Task instructions>
1. Please condense the paragraph in the Delontae Scott profile that begins "Delontae Scott (born January 21, 1997)" into a bulleted list of its facts.
2. Proceed with the Delontae Scott profile, writing on from its final sentence.

Excerpt provided>
_ _ _ _ _
Personal information
- Born: January 21, 1997 (age 29) Irving, Texas, U.S.
- Listed height: 6 ft 5 in (1.96 m)
- Listed weight: 246 lb (112 kg)

Career information
- High school: Nimitz (Irving, Texas)
- College: SMU
- NFL draft: 2020: undrafted

Career history
- Green Bay Packers (2020)*; Pittsburgh Steelers (2021–2022); Carolina Panthers (2022)*; San Antonio Brahmas (2023); Atlanta Falcons (2023)*; San Antonio Brahmas (2024); Birmingham Stallions (2025); Orlando Storm (2026)*;
- * Offseason or practice squad member only

Awards and highlights
- All-XFL Team (2023); Second-team All-AAC (2019);
- Stats at Pro Football Reference

= Delontae Scott =

American football player (born 1997)

Delontae Scott (born January 21, 1997) is an American football outside linebacker. He played college football at SMU.
_ _ _ _ _
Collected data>
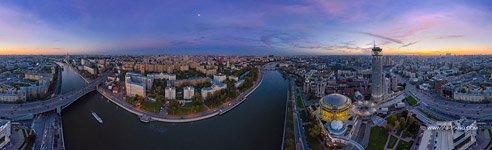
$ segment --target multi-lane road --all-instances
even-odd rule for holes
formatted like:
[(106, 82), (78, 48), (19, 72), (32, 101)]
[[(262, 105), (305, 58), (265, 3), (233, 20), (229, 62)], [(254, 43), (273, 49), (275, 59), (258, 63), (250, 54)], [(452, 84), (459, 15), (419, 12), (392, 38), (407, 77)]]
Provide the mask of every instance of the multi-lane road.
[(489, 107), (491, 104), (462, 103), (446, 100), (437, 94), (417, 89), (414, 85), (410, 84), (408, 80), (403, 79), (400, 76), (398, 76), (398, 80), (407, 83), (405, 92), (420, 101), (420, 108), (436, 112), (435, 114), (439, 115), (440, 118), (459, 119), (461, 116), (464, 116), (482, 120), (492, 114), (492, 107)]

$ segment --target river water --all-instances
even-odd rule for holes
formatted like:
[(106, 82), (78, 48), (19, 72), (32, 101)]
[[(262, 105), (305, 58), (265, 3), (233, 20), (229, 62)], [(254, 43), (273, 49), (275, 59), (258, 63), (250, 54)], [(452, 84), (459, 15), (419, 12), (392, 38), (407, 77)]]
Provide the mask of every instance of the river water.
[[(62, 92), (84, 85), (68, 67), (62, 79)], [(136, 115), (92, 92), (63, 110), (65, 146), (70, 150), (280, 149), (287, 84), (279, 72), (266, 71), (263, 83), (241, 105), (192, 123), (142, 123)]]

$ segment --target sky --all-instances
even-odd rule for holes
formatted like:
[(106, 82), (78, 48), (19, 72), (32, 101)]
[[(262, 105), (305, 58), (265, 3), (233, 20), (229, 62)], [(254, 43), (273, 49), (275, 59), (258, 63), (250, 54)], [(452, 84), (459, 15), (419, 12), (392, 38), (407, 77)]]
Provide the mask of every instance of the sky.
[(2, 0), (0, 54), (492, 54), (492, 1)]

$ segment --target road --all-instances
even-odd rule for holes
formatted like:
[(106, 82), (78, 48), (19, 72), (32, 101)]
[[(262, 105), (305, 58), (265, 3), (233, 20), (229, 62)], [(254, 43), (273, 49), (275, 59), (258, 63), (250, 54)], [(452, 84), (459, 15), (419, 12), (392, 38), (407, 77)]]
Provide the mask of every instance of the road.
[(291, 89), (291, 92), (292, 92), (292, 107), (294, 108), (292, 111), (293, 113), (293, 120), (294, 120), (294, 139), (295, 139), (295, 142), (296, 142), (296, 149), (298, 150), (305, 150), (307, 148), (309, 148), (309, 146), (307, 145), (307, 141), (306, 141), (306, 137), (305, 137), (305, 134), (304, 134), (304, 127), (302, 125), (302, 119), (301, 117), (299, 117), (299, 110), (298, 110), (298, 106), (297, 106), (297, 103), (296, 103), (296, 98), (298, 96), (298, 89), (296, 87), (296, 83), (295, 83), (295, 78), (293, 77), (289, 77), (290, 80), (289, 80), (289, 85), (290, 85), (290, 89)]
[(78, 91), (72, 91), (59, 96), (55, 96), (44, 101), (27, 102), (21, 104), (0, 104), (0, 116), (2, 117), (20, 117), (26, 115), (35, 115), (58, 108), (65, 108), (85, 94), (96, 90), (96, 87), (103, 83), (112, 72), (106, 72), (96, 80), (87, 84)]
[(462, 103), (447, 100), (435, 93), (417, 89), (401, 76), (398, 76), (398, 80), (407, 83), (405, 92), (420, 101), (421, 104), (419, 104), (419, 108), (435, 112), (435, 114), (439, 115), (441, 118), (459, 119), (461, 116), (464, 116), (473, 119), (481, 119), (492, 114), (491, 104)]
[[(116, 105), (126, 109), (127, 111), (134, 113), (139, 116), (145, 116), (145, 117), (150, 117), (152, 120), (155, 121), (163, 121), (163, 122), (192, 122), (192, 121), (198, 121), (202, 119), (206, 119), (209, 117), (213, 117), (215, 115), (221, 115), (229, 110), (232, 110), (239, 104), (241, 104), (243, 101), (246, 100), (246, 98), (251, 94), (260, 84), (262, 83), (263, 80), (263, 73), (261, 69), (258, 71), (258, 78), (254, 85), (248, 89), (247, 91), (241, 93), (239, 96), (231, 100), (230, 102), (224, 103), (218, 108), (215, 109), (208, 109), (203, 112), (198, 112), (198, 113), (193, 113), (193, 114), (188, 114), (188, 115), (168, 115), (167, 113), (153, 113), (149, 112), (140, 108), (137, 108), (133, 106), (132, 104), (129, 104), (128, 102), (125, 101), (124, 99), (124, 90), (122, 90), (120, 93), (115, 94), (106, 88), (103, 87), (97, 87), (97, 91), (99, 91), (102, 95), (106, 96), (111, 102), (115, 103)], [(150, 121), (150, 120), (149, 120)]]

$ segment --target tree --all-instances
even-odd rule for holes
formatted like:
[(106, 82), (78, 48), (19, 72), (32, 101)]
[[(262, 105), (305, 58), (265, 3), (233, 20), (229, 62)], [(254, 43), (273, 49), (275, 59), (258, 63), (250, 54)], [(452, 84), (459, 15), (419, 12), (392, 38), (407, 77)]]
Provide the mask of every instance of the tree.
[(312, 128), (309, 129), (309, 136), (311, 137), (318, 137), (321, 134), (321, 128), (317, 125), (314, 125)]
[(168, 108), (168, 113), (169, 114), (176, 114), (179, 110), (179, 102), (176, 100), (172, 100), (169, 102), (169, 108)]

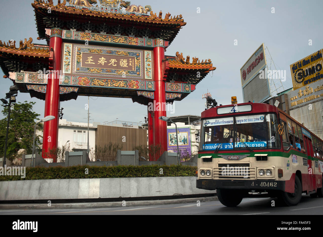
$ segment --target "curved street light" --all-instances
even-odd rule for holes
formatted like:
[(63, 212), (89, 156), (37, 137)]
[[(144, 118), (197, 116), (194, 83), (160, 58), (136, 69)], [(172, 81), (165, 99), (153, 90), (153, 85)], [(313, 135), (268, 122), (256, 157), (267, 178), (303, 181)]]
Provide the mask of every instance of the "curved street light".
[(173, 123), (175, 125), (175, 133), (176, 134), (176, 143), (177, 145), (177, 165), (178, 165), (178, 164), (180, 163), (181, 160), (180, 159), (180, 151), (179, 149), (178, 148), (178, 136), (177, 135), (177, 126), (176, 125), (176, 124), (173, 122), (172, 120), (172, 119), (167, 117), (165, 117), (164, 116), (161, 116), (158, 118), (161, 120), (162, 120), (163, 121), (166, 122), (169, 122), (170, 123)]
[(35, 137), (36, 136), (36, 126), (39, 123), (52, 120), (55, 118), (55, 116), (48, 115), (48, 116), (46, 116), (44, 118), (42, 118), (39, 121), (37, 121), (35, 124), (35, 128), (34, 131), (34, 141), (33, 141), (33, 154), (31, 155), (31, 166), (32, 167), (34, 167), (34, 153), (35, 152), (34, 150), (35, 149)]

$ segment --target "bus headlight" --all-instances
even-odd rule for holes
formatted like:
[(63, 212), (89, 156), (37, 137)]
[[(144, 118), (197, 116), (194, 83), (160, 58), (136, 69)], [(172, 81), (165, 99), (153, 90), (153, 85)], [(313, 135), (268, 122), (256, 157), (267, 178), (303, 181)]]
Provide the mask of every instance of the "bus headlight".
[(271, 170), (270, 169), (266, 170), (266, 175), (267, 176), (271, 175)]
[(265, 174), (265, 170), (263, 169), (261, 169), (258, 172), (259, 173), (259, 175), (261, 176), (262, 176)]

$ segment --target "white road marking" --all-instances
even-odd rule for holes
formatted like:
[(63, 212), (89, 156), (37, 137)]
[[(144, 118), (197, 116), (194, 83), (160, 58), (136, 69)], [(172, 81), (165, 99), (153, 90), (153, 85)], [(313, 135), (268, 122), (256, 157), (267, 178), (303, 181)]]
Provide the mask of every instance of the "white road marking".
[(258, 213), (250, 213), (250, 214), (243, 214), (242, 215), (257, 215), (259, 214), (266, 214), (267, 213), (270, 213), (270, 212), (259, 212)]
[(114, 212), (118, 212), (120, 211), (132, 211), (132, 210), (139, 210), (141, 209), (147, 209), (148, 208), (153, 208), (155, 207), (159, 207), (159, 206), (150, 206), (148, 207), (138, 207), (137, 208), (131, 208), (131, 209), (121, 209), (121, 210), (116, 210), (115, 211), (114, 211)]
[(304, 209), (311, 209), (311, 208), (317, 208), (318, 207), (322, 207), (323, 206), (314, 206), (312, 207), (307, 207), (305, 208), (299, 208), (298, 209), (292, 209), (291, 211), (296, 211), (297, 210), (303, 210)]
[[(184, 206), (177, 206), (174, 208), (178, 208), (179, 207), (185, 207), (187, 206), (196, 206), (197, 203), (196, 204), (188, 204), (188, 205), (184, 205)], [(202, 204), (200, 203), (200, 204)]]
_ _ _ _ _
Answers to each task>
1.
- Delontae Scott was born January 21, 1997.
- He is an American football outside linebacker.
- He played college football at SMU.

2.
==College career==
Scott was a member of the SMU Mustangs for five seasons, redshirting as a true freshman. As a redshirt senior, he had 10 sacks, 18 tackles for loss, and three forced fumbles and was named second-team All-American Athletic Conference. Scott finished his collegiate career with 97 tackles, 36 tackles for loss, 18 sacks and five forced fumbles in 40 games played.

==Professional career==
===Green Bay Packers===
Scott signed with the Green Bay Packers as an undrafted free agent on April 29, 2020. He was waived on September 5, 2020, and was signed to the practice squad the following day. Scott was placed on the practice squad injured list on December 15, 2020. He was signed to a reserve/futures contract with the Packers on January 25, 2021. Scott was waived on August 31, 2021, at the end of training camp.

===Pittsburgh Steelers===
Scott was signed to the Pittsburgh Steelers' practice squad on September 7, 2021. He was elevated to the active roster on November 21, 2021, for the team's Week 11 game against the Los Angeles Chargers. He signed a reserve/future contract with the Steelers on January 18, 2022.

On August 30, 2022, Scott was waived by the Steelers and re-signed to the practice squad. On September 27, he was released.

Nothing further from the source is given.